— The problem —
How many lines of the material below contain the string "marker", matching case exactly? Reply with the number alone.

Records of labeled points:
^^^^^^^^^^^^^^^^
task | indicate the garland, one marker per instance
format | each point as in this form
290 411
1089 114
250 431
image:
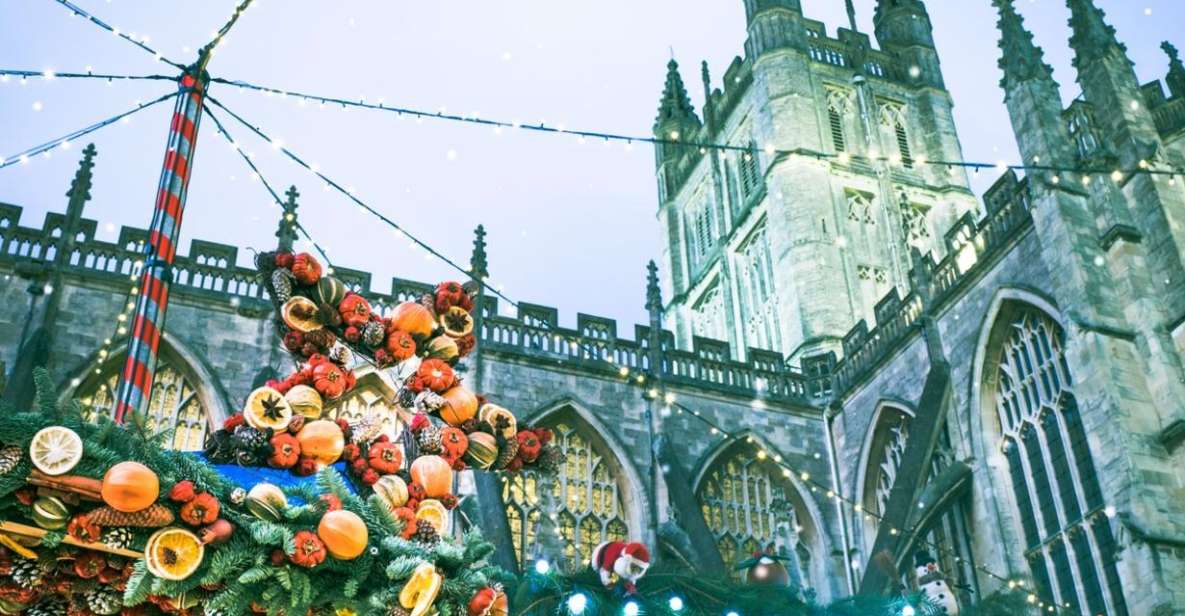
^^^^^^^^^^^^^^^^
— Answer for this exercise —
1